— START Reading passage —

Ruth’s Chris menu features a broad selection of high-quality USDA Prime and Choice grade steaks and other
premium offerings served in Ruth’s Chris’ signature fashion—“sizzling” and topped with seasoned butter—
complemented by other traditional menu items inspired by our New Orleans heritage. The Ruth’s Chris
restaurants reflect the more than 40-year commitment to the core values instilled by our founder, Ruth Fertel, of
caring for our guests by delivering the highest quality food, beverages and service in a warm and inviting
atmosphere. We believe that Ruth’s Chris is one of the strongest brands in the upscale steakhouse category.

Our restaurants cater to families and special occasion diners, in addition to the business clientele

traditionally served by upscale steakhouses, by providing a dining experience designed to appeal to a wide range
of guests. We believe our focus on creating this broad appeal provides us with opportunities to expand into a
wide range of markets, including many markets not traditionally served by upscale steakhouses.

We offer USDA Prime and Choice grade steaks that are aged and prepared to exact company standards and

cooked in 1,800-degree broilers. We also offer veal, lamb, poultry and seafood dishes, and a broad selection of
appetizers, including New Orleans-style barbequed shrimp, mushrooms stuffed with crabmeat, shrimp
remoulade, Louisiana seafood gumbo, onion soup au gratin, crabtini and seven salad variations. We complement
our distinctive food offerings with an award-winning wine list, typically featuring bottles priced at between $24
and $2,000 and many selections offered by the glass. The current average check is $69.

As of December 27, 2009, there were 130 Ruth’s Chris restaurants, of which 64 were company-owned and

66 were franchisee-owned, including 14 international franchisee-owned restaurants in Aruba, Canada, China
(Hong Kong), Japan, Mexico, Taiwan, and the United Arab Emirates.

— END Reading passage —

* _Problem to work on_: Continue the text about Ruth's Chris restaurants, starting after its final sentence. The rows that follow are not used in any task.

— START Data provided —

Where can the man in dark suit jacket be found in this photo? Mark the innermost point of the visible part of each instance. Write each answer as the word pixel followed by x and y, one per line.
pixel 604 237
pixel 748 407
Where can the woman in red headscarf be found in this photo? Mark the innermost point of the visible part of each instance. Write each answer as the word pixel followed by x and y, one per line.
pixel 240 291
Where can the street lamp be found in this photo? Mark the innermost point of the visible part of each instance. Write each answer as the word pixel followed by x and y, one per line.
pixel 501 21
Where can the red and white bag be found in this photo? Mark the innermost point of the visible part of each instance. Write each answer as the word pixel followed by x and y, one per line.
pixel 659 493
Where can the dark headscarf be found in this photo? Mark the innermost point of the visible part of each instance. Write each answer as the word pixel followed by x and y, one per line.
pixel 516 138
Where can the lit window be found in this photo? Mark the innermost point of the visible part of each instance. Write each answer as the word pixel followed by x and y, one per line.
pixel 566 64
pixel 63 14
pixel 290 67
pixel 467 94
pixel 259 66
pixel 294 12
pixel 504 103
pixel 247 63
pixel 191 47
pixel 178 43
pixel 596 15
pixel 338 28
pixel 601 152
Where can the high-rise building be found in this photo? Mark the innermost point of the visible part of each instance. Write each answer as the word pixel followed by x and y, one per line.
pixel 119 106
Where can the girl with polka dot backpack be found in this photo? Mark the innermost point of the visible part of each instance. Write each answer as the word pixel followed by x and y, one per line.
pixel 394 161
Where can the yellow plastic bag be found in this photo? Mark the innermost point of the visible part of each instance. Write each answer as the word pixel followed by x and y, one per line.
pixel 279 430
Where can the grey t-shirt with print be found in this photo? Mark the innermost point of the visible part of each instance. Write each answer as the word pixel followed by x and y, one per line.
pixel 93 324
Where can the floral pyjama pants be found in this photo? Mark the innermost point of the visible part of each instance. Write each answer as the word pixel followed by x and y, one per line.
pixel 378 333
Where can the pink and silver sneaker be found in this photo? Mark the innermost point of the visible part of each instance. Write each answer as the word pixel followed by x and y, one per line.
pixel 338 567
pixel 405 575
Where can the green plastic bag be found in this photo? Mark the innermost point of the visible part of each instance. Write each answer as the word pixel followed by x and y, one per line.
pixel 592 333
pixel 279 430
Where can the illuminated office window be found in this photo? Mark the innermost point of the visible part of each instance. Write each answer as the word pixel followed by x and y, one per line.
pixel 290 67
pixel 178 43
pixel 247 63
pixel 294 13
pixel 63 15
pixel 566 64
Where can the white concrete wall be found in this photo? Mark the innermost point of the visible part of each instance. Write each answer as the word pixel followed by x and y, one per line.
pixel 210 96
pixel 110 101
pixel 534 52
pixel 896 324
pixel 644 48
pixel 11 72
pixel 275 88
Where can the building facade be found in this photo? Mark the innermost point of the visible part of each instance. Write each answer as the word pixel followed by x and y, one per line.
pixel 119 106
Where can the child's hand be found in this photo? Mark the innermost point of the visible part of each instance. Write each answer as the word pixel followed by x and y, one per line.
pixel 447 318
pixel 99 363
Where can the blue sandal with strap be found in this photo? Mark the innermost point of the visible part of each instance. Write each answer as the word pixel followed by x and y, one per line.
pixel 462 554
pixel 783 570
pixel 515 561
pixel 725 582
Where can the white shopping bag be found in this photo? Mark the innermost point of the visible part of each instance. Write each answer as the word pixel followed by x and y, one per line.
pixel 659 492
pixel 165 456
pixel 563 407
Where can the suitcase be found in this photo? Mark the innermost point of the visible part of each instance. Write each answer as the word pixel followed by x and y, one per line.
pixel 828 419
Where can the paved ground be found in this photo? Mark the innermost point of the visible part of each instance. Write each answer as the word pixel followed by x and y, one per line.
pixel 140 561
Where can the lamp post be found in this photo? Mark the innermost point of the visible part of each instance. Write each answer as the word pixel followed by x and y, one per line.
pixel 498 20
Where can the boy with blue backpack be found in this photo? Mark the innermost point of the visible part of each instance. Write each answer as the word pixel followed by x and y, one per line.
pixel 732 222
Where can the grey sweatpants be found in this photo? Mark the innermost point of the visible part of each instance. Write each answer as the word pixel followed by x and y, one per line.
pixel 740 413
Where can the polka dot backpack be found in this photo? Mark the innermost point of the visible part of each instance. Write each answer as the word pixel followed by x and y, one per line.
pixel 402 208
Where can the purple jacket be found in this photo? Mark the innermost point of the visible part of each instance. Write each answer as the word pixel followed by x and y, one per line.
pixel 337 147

— END Data provided —
— START Data provided —

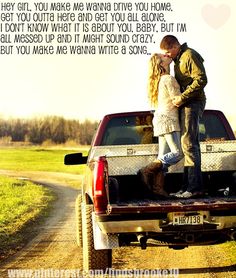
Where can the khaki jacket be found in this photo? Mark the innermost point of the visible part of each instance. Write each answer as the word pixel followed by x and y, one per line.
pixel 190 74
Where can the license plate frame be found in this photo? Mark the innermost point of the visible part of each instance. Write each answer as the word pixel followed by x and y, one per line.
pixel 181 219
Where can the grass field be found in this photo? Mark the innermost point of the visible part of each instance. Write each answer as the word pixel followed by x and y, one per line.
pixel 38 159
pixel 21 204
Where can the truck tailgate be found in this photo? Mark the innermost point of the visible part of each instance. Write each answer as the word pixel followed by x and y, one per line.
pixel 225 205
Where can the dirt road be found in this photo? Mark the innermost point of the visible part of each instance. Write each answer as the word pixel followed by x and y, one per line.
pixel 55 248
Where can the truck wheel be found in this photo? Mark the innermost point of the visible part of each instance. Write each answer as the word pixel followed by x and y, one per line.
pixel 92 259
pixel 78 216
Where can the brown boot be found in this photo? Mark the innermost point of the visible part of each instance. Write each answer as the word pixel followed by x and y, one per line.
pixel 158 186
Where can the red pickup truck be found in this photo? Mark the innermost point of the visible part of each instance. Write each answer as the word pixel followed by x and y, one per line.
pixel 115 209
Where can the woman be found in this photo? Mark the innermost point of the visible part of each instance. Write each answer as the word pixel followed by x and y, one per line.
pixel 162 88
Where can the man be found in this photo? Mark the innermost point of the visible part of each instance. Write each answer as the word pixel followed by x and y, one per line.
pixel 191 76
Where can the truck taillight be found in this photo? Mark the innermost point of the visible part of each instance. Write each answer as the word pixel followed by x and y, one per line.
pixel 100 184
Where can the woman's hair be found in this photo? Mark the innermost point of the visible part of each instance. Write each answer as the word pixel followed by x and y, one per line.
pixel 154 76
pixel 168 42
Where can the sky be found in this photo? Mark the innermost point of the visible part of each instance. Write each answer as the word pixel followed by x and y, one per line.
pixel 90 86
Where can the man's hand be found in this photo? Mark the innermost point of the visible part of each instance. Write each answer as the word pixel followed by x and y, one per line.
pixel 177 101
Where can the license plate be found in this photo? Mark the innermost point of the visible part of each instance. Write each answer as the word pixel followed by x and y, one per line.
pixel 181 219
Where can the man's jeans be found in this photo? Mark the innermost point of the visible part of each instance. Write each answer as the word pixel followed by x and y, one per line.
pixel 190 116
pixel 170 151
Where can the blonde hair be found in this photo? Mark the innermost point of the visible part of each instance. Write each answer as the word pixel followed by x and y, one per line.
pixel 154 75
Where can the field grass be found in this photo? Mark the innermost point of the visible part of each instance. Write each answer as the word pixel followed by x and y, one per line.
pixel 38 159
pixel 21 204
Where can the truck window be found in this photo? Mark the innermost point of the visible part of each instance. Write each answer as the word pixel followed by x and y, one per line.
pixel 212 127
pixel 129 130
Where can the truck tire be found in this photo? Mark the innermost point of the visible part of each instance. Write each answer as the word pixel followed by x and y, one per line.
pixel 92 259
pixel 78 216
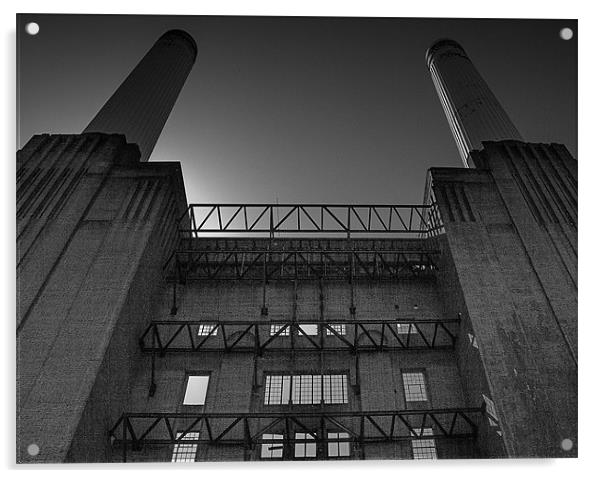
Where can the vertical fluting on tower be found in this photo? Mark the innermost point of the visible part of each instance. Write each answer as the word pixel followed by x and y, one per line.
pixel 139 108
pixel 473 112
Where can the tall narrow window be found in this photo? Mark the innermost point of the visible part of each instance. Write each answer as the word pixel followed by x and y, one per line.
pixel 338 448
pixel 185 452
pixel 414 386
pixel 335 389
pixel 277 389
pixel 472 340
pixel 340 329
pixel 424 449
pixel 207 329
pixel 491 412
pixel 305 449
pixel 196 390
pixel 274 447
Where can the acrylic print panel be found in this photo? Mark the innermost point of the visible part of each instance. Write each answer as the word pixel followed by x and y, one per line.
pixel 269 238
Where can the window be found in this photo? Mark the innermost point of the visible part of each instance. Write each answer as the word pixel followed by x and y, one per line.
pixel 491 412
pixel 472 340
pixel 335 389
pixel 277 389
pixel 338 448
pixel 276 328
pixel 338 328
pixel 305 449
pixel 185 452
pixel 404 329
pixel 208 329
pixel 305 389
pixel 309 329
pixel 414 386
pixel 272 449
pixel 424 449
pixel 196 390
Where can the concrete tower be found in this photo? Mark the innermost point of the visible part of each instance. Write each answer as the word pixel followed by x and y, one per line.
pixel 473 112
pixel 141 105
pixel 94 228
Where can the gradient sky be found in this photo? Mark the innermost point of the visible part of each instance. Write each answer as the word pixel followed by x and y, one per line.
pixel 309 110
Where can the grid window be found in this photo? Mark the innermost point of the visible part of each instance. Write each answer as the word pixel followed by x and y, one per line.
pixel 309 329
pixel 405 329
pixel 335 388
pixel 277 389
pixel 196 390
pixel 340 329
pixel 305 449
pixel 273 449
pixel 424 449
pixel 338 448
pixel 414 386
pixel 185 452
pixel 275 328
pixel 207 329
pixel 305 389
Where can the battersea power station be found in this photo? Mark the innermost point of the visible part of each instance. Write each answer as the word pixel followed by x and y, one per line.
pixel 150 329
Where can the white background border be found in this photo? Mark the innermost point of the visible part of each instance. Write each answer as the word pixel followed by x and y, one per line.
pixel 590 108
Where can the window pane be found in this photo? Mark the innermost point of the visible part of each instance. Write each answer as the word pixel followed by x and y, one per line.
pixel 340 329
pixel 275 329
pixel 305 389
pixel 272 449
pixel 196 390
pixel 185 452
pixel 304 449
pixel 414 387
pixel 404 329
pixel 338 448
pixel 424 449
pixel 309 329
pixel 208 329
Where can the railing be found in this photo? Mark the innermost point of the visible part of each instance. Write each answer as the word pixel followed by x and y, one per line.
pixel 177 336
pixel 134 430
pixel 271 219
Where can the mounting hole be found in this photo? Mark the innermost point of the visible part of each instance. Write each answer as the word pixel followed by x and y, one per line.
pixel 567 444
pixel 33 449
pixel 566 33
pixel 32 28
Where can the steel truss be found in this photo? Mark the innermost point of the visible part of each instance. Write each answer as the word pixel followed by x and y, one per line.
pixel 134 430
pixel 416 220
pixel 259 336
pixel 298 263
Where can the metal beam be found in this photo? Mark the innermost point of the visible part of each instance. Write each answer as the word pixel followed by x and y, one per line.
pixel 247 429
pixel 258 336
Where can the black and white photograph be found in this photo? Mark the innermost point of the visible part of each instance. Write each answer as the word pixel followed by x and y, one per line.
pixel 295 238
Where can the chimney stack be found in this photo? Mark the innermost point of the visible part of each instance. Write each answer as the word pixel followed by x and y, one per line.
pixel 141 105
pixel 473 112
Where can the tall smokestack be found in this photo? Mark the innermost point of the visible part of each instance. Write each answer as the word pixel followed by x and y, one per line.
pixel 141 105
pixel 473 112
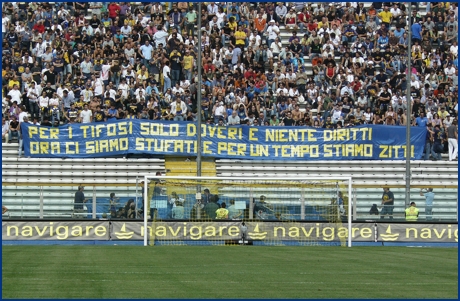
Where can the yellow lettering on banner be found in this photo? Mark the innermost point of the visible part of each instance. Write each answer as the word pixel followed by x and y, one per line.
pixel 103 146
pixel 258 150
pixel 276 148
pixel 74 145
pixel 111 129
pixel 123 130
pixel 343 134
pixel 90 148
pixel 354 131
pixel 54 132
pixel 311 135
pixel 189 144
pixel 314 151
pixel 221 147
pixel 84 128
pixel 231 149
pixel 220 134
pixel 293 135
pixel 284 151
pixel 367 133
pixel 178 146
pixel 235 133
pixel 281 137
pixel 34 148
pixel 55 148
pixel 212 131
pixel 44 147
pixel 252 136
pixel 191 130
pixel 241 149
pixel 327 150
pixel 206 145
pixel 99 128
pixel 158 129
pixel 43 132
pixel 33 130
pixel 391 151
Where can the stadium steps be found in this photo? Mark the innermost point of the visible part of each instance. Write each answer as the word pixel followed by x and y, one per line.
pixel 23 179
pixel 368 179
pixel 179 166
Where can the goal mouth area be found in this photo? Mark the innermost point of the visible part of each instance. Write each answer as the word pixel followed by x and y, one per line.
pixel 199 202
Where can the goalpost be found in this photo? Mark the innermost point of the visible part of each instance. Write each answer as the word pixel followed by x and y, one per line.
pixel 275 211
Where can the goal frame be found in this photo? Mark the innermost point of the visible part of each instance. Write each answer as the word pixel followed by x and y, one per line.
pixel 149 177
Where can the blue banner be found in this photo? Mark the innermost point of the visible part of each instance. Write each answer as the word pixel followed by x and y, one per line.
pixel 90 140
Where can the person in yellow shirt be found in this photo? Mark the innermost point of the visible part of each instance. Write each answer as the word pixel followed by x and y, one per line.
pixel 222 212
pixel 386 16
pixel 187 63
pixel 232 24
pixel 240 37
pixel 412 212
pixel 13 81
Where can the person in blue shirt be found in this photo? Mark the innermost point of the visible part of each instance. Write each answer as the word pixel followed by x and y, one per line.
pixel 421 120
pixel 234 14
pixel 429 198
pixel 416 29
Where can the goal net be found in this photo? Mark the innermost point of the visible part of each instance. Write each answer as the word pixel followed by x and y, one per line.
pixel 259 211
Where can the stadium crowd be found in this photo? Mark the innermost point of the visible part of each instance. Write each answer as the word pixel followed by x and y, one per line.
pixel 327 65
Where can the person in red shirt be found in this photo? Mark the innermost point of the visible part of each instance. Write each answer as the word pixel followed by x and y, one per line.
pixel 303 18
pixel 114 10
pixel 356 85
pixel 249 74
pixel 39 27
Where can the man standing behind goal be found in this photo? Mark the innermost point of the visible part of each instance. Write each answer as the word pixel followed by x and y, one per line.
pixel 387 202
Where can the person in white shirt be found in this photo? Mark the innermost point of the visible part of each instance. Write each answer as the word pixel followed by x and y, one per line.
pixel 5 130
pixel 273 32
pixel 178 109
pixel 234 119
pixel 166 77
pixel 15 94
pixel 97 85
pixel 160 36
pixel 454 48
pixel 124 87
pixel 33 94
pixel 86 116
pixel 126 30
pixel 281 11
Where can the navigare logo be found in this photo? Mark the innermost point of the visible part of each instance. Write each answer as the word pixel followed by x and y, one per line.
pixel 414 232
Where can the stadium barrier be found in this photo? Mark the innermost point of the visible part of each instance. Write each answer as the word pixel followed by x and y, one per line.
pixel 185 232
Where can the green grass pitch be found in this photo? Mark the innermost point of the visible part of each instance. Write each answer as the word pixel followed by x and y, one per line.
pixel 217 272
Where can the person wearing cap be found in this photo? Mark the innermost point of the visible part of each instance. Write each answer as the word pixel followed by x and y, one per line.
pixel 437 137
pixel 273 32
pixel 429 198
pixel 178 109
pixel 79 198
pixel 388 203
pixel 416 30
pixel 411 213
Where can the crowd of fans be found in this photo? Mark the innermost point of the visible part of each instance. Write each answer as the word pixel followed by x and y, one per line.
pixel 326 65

— END Data provided —
— START Data provided —

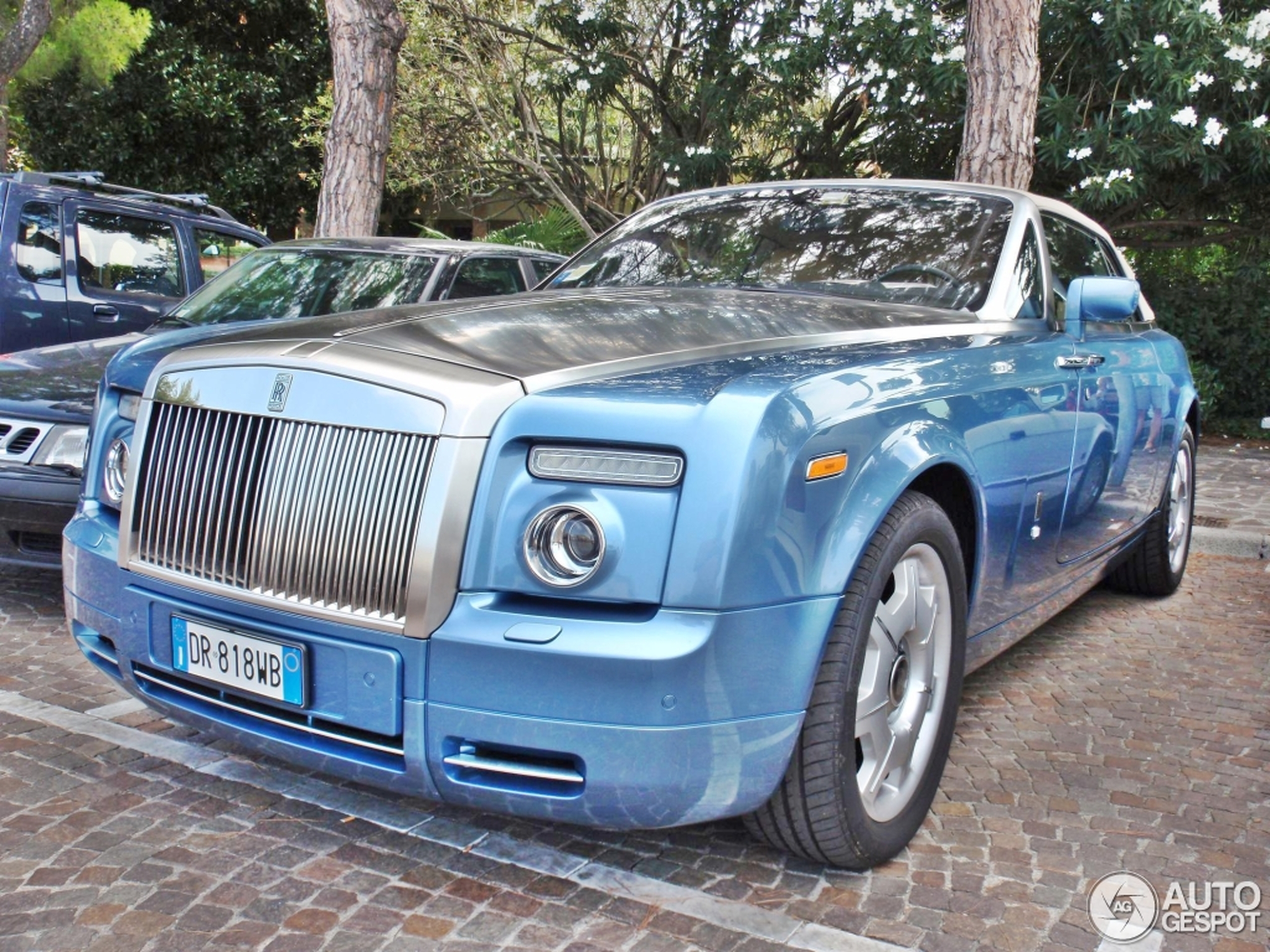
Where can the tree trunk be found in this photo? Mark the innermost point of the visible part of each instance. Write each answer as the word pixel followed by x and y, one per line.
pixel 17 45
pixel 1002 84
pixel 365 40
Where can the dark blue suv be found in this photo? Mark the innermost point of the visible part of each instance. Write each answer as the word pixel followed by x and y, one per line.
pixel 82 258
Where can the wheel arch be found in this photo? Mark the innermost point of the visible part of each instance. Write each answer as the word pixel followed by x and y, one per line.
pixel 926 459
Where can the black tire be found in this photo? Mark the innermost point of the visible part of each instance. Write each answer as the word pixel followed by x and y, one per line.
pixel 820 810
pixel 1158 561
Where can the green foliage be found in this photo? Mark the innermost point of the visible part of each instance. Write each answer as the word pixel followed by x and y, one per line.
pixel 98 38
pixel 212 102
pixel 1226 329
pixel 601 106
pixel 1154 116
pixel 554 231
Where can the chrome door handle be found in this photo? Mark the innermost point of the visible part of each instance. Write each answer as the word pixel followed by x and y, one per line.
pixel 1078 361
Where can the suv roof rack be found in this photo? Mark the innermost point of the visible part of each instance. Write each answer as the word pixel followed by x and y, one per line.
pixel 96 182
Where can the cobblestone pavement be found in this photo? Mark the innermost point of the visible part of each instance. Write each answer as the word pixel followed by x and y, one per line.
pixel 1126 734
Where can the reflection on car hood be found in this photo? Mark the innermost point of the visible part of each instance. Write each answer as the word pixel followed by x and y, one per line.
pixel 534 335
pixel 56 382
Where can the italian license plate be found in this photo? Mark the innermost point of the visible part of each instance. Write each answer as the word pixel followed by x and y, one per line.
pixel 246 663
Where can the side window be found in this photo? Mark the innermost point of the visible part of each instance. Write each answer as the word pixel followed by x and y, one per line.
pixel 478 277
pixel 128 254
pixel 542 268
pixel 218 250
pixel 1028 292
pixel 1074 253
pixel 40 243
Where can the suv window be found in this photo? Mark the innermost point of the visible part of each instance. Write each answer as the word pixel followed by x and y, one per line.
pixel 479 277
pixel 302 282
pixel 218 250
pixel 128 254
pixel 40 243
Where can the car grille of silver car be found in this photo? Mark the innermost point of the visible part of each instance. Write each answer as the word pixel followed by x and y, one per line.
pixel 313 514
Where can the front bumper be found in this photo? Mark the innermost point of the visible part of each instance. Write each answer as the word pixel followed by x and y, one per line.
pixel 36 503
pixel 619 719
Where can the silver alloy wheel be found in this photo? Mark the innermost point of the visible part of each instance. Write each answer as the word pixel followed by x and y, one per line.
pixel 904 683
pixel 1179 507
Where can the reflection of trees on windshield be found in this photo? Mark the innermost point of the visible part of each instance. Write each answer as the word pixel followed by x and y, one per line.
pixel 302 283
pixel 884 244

— END Data provided —

* _Answer to this task_:
On February 19, 2008, we completed the acquisition of the operating assets and intellectual property of
Mitchell’s Fish Market, operating under the names Mitchell’s Fish Market and Columbus Fish Market, and
Cameron’s Steakhouse, operating under the names Cameron’s Steakhouse and Mitchell’s Steakhouse from
Cameron Mitchell Restaurants, LLC (CMR) for approximately $93.0 million, including capitalized acquisition
costs. There are currently 19 Mitchell’s Fish Markets and three Cameron’s Steakhouse’s with locations in the
Midwest, Northeast, and Florida. Mitchell’s Fish Market is an award-winning, upscale, yet comfortable, seafood
restaurant and bar recognized for its high-quality food, contemporary dining atmosphere, and excellent service.
We believe that Mitchells’ focus on upscale casual dining is a wonderful complement to our own brand.

Mitchell’s Fish Market is committed to fresh seafood and all of its seafood is flown in daily. Although the
menu changes frequently based on availability and season, it includes more than 80 seafood choices, including
fish from all over the world. The current average check is $34.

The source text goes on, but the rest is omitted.